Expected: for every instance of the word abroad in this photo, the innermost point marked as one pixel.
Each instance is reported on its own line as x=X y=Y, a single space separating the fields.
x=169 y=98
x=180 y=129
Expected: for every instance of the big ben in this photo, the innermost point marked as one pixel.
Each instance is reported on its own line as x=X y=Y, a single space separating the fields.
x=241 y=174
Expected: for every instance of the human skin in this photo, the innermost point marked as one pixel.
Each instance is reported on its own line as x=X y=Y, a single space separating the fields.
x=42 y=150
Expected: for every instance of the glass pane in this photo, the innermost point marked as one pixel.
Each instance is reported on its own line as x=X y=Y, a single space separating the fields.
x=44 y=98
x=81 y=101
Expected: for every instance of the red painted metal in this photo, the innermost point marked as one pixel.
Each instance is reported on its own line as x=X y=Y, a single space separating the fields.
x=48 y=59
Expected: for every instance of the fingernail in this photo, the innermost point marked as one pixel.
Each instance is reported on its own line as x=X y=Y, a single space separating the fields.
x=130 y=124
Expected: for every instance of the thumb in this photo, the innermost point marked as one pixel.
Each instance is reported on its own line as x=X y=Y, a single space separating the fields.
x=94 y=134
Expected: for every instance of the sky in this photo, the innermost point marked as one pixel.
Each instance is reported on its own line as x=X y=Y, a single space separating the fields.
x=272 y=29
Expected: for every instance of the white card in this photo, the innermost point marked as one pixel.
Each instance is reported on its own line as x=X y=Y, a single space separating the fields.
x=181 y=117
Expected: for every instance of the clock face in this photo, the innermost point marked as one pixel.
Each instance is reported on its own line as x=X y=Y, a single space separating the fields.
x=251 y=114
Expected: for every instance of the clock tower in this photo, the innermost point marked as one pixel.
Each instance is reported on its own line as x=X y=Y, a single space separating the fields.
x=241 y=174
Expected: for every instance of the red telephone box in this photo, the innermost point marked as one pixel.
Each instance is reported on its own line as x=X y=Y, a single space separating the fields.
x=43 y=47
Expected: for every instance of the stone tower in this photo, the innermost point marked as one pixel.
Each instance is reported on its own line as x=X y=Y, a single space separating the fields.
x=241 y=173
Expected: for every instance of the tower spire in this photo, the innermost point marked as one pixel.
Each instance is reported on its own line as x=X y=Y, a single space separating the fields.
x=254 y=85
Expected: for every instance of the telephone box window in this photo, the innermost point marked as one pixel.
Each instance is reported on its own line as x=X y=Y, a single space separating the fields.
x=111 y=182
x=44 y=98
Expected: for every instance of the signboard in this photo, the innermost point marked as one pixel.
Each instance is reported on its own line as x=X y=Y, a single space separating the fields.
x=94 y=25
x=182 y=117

────────────────

# Exercise prompt
Your answer should be exactly the lines of the data above, from the first through the line containing "Expected: for every instance of the big".

# Solution for this exercise
Expected: for every instance of the word abroad in this photo, the innermost point marked as one pixel.
Each instance is reported on its own line as x=X y=Y, a single space separating the fields.
x=169 y=98
x=180 y=129
Expected: for every instance of the big ben in this photo, the innermost point marked as one pixel.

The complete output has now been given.